*Text extract*
Intersections: Gender and Sexuality in Asia and the Pacific
Issue 30, November 2012
Reena Patel

Working the Night Shift:
Women in India's Call Center Industry


Hyderabad: Orient Blackswan, 2011
ISBN: 97812504265 5 (pbk); xii + 191 pp.


reviewed by Shelly Tara

     
  1. With the expansion of the service sector in India, globalisation has provided young middle-class women with opportunities for paid employment. Women's entry in the world of work has increased their visibility in the public domain by overcoming restrictions previously imposed on women's mobility and opened up new spaces for them where they can renegotiate their identities. Reena Patel's ethnographic study, Working The Night Shift: Women in India's Call Center Industry which focuses on the call centre industry in India provides a rich narrative about the impact of the global call centre industry on the lives of middle-class women and how they struggle with societal gendered expectations that accompany their night shift employment.

Records from a collection:
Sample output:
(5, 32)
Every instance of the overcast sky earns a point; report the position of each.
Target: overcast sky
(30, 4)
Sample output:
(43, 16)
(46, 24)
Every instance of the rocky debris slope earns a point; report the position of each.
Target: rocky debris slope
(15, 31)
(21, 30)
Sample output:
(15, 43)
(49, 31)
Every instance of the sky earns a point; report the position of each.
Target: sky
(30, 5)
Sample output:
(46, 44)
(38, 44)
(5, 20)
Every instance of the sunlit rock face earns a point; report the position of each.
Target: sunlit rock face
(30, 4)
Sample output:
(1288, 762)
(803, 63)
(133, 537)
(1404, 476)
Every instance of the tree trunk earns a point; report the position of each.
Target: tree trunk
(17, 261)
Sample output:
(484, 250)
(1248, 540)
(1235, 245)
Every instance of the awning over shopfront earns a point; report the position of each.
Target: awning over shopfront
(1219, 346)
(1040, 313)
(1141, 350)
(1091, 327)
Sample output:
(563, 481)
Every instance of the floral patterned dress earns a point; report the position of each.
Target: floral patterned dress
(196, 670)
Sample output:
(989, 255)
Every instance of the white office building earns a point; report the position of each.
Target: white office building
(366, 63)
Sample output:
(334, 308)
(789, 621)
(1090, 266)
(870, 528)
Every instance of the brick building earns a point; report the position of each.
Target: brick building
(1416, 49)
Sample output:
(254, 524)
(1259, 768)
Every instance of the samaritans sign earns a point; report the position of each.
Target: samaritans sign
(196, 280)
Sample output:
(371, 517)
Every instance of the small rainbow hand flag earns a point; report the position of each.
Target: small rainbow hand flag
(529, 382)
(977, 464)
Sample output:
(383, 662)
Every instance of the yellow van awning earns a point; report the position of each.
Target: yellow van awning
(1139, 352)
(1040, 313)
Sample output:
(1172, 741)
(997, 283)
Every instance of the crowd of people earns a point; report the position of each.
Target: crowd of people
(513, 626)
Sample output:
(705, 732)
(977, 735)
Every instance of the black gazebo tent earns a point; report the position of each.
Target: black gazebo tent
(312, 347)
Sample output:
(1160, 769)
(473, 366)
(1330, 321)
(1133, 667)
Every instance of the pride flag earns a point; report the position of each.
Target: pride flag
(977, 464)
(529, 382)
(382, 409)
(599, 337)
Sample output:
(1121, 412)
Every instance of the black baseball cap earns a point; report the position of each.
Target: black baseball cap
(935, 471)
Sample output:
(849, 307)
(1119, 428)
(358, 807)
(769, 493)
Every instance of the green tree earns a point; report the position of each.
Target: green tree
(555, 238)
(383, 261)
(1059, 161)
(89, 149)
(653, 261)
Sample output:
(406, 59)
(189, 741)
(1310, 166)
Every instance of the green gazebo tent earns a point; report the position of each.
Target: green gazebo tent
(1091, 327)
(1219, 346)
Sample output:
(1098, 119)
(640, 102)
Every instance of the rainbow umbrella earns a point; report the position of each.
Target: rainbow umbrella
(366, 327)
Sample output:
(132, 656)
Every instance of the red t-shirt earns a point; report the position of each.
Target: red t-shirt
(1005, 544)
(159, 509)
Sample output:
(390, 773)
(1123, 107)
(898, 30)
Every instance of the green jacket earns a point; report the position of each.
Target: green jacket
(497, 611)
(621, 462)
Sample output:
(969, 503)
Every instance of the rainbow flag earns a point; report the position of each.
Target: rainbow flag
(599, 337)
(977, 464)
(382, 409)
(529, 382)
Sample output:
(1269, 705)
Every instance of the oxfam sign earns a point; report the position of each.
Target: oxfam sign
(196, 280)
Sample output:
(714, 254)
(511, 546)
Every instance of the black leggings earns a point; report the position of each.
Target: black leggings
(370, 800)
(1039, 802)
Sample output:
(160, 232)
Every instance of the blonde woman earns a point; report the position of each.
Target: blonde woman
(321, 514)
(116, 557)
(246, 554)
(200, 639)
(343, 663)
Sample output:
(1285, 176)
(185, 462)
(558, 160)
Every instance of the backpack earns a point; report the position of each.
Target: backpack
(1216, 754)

*Exercise tasks*
A) Which lines of the records contain the string "backpack"? Show each of them, copied in full.
B) Can you give what follows in the review of the book on women in India's call centers, continuing after its last paragraph?

*Written responses*
A)
Every instance of the backpack earns a point; report the position of each.
Target: backpack

B)
  2. The conceptualisation of spatio-temporal transformation in the literature on globalisation sees globalisation as a process by which different places and peoples are linked across different scales—local, regional, national and global. However, the major theme of Patel's book, around which the narratives are woven, is the spatial-temporal transformation relating to the mobility of women in the urban location in India. The exploration of night as a space and time is the strength of the book as this nocturnal space and time has been restricted for women and considered a man's domain. The book locates and analyses the negotiations of those women who enter this time and space to work in the call centres in India. By successfully capturing the nuances of the call centre industry, Patel has provided a detailed analysis of the industry at the outset, which offers the background and context of the book. The chapters of the book carefully deal with negotiations done at different levels by women as they enter this new time and space to work.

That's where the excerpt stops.